● **Stated exercise**: Which lines in the data below contain the word "pool"? Collect every one of them, treating uppercase and lowercase as different.

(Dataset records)
-- start --

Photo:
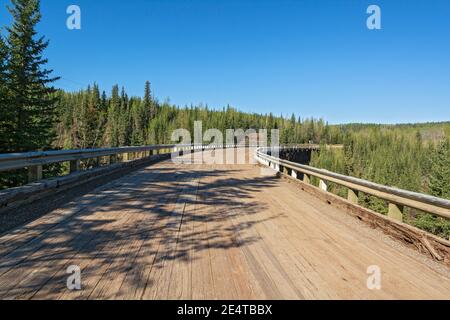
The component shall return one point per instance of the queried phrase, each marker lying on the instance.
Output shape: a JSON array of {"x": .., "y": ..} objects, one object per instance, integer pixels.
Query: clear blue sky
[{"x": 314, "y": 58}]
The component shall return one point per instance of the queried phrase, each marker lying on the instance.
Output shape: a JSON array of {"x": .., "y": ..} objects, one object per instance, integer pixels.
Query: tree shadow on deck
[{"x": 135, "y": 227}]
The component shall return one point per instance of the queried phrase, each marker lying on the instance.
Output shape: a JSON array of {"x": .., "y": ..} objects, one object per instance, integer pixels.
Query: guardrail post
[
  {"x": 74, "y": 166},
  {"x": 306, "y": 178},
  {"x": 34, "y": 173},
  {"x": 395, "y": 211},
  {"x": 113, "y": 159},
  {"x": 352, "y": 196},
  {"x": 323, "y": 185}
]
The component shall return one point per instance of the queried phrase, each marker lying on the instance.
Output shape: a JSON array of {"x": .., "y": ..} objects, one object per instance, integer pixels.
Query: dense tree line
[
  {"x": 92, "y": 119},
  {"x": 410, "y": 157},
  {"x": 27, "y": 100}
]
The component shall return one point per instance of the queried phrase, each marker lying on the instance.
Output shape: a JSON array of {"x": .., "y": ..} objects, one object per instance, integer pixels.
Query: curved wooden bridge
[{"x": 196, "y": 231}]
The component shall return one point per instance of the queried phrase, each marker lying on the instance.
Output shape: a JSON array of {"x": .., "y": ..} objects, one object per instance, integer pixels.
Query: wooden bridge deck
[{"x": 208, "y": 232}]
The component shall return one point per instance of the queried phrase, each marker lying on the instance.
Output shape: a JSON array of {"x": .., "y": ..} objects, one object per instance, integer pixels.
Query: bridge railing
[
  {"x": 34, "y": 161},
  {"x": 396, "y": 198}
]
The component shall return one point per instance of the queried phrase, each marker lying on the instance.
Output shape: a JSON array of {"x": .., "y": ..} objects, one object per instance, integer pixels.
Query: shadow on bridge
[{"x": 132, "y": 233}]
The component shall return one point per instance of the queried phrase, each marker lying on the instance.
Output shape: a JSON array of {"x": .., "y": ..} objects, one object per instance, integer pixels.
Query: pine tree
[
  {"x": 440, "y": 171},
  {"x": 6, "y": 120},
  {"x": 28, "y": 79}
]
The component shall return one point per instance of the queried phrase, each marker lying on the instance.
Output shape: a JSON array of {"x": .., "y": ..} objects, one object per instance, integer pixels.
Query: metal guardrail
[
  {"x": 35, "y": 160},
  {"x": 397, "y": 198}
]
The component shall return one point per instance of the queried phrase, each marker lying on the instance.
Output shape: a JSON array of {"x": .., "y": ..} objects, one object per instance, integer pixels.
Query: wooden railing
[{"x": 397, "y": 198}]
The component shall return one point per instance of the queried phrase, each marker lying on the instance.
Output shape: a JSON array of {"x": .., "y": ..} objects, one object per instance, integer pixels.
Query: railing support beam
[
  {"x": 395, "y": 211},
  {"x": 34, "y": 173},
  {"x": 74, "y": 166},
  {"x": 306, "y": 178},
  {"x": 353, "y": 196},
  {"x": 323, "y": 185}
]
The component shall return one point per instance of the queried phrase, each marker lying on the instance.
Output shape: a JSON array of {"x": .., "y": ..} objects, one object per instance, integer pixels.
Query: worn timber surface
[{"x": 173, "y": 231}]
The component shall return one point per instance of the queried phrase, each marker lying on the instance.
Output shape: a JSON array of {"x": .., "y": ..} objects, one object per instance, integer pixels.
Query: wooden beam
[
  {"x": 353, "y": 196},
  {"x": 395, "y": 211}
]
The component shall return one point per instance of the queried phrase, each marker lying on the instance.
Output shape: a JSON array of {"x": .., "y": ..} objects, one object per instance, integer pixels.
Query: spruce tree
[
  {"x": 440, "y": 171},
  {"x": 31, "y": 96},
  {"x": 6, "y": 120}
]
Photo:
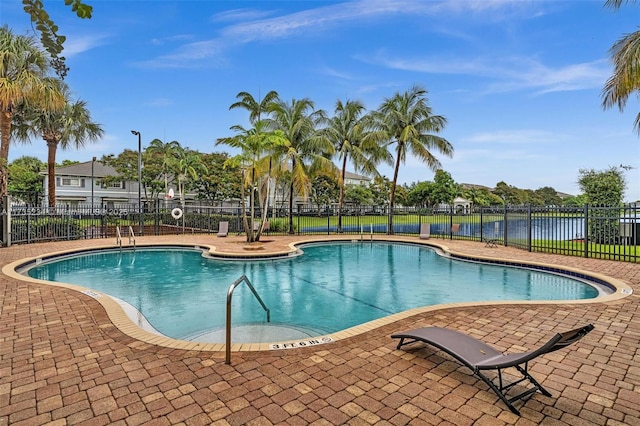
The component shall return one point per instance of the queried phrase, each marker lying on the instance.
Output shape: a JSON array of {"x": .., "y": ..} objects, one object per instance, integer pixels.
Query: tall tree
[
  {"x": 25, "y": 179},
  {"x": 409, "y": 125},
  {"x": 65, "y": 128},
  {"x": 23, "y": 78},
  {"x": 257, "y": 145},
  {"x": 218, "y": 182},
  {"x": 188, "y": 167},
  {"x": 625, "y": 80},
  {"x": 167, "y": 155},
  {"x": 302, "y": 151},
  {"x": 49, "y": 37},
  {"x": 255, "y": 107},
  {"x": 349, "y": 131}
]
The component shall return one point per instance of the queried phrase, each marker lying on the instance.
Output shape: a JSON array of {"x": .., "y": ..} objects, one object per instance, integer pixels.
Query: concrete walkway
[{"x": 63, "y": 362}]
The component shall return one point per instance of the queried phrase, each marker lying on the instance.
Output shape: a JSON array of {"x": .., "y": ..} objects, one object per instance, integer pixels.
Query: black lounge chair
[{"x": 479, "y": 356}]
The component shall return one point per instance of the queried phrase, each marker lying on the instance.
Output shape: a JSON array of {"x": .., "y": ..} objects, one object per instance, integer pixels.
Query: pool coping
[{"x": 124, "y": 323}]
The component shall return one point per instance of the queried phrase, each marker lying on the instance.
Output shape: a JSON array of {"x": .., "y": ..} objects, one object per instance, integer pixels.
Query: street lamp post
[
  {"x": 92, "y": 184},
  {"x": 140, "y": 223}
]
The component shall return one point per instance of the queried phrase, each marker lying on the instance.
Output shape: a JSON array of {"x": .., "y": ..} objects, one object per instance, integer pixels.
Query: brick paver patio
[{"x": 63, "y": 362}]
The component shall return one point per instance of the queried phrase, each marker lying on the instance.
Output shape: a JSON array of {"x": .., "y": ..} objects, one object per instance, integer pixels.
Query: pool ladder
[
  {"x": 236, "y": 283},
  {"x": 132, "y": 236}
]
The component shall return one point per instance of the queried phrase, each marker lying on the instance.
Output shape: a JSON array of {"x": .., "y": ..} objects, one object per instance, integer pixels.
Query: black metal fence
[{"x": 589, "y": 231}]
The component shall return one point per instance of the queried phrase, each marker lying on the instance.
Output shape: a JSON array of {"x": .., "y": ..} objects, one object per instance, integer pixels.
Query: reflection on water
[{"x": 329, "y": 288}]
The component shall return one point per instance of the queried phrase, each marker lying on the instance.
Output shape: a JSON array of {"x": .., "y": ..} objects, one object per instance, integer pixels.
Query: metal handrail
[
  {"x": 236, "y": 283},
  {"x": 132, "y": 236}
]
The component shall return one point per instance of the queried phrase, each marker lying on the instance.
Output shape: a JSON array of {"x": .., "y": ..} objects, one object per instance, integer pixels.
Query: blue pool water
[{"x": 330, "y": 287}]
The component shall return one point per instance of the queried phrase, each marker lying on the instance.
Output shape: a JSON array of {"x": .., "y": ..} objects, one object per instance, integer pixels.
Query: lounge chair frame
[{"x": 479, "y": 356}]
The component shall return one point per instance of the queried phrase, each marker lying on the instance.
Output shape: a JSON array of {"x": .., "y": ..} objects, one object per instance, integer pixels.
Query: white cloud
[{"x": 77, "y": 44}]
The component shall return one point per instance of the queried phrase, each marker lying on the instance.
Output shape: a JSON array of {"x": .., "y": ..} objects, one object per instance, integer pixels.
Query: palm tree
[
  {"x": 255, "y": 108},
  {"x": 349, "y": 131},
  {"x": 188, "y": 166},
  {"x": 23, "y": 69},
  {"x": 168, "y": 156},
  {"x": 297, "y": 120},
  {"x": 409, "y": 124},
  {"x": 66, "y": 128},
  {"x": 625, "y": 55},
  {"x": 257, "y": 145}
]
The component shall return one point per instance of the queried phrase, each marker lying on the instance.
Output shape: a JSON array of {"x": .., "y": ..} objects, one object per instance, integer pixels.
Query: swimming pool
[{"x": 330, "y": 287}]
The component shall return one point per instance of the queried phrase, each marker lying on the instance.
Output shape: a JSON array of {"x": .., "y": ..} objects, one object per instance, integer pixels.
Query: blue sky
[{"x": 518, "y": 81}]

-- end --

● **Task response**:
Query: pool coping
Query: pool ladder
Query: blue pool water
Query: swimming pool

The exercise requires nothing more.